**Exercise objective:**
Leave every entry as it is and write the data out in full.

**Stored records:**
┌──
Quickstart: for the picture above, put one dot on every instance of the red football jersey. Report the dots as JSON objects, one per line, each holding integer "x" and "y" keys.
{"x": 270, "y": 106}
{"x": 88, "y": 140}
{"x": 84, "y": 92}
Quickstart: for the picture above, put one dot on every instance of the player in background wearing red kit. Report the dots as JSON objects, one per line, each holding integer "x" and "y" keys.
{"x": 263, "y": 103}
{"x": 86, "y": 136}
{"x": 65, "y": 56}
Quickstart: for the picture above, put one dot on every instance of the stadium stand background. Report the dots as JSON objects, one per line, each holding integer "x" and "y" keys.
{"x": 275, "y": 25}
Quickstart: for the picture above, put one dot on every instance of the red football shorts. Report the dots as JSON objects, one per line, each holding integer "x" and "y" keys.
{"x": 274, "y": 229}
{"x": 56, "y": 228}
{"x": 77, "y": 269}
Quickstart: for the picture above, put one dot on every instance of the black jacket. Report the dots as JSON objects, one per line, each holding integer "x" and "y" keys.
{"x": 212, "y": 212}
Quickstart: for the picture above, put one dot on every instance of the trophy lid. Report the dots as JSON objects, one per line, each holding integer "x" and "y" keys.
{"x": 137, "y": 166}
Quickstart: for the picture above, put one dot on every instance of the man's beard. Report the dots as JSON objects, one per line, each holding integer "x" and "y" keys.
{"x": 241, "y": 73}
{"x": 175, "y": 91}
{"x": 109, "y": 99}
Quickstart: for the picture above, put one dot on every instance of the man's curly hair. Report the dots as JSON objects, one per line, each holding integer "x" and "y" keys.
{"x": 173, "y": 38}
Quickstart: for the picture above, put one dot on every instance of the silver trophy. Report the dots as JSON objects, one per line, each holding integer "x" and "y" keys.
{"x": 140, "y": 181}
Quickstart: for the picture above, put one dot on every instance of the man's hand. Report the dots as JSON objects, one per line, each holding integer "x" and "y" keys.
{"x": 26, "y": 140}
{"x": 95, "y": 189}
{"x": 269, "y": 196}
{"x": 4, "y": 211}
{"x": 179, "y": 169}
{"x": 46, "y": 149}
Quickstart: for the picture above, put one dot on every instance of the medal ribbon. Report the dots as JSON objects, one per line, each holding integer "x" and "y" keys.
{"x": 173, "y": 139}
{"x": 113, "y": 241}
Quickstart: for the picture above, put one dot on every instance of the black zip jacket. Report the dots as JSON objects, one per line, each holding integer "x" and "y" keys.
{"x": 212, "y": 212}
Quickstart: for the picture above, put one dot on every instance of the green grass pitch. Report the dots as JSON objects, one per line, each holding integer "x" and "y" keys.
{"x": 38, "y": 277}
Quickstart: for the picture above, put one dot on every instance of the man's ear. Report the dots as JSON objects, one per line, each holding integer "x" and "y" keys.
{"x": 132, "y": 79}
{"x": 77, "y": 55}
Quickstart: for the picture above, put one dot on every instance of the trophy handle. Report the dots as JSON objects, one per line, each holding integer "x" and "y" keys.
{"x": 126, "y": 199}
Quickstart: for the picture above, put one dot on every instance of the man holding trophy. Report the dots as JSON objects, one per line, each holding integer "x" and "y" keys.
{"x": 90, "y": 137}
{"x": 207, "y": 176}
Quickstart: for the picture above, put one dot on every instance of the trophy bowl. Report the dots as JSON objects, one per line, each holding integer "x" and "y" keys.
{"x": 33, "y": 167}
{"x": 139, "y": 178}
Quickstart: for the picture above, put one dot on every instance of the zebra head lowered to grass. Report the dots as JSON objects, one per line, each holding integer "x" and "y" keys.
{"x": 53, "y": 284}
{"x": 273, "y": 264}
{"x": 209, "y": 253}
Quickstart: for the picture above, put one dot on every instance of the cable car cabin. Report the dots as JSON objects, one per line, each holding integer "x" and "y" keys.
└──
**Your response:**
Quickstart: for the picture above, put one dot on every instance of the red football jersey. Report the dots as JSON objects, one per line, each holding integer "x" and "y" keys.
{"x": 270, "y": 106}
{"x": 88, "y": 140}
{"x": 84, "y": 92}
Quickstart: for the picture above, put one dot on every instance of the player in background wearing red kit. Report the dots as JSON objects, one per line, each holding integer "x" and "y" keys.
{"x": 263, "y": 103}
{"x": 86, "y": 136}
{"x": 65, "y": 56}
Quickstart: for the picture above, put one dot on every instance of the stadium stand background. Report the dots as JSON objects, one per line, each holding integer "x" and "y" keys.
{"x": 275, "y": 25}
Quickstart: for the picture above, put one dot on every instance of the red football shorts. Report the dots as JSON objects, one per line, each holding integer "x" and "y" keys.
{"x": 274, "y": 229}
{"x": 56, "y": 228}
{"x": 77, "y": 269}
Quickstart: for the picture above, put one dot on every instance of the black jacket. Report the dots as JSON objects, one per line, each holding integer "x" and "y" keys.
{"x": 212, "y": 212}
Quickstart: for the picture above, put one dot on every instance of the trophy lid. Report the dots as JSON objects, one per line, each holding integer "x" and "y" keys.
{"x": 137, "y": 166}
Quickstart: for the picture above, put one dot on every instance of the man's beard. Report the dots as JSON objects, one per line, each holding integer "x" and "y" keys.
{"x": 241, "y": 73}
{"x": 175, "y": 91}
{"x": 109, "y": 99}
Quickstart: for the picture above, put one dot on every instance of the man's curly hair. Report the dots as JSON objects, one per line, each holding integer "x" and "y" keys.
{"x": 173, "y": 38}
Quickstart: for the picture above, put one dot on every instance of the silver trophy. Report the dots as JSON objects, one per line, each holding integer "x" and "y" keys.
{"x": 140, "y": 181}
Quickstart: for the picture above, put one dot on every instance of the man's hand. Report the dots as JSON objects, one per line, each holding integer "x" and "y" keys.
{"x": 26, "y": 140}
{"x": 95, "y": 189}
{"x": 269, "y": 196}
{"x": 4, "y": 211}
{"x": 179, "y": 169}
{"x": 46, "y": 149}
Quickstart: for the picture above, put one dot on every instance of the medal ribbon. Report the dots as JSON objects, one per line, each holding integer "x" and "y" keys.
{"x": 173, "y": 139}
{"x": 113, "y": 241}
Quickstart: for the picture above, put one dot on every instance of the black zip jacket. Report the dots as JSON objects, one per line, each holding integer "x" and "y" keys.
{"x": 212, "y": 212}
Quickstart: for the picture above, put one dot on every instance of the green grass pitch. Report the dots as JSON objects, one per line, each holding integer "x" and "y" keys.
{"x": 38, "y": 277}
Quickstart: for the picture above, put one dot on every instance of the man's ear. Report the dots as JSON objects, one per line, each holding integer "x" and "y" keys.
{"x": 132, "y": 79}
{"x": 77, "y": 55}
Quickstart: for the picture above, put one dot on every instance of the trophy handle. Report the dots as JSON objects, one per line, each holding integer "x" and "y" keys.
{"x": 126, "y": 199}
Quickstart: for the picture above, put one dot on every instance of the man holding trophy. Report the dots as JSON objects, one per line, each holding integer "x" and "y" keys.
{"x": 90, "y": 137}
{"x": 207, "y": 176}
Quickstart: for the picture above, put one dot on every instance of the trophy bowl. Report the dots as JSON objects, one per line, each holding integer "x" and "y" keys.
{"x": 33, "y": 167}
{"x": 139, "y": 178}
Quickstart: for the picture above, put one dot on every instance of the zebra head lowered to grass. Report the dots as JSON objects, one per line, each holding integer "x" and "y" keys.
{"x": 53, "y": 284}
{"x": 273, "y": 264}
{"x": 209, "y": 253}
Quickstart: for the picture above, put one dot on every instance of the cable car cabin. Report the dots as JSON objects, one per line, each holding integer "x" and "y" keys.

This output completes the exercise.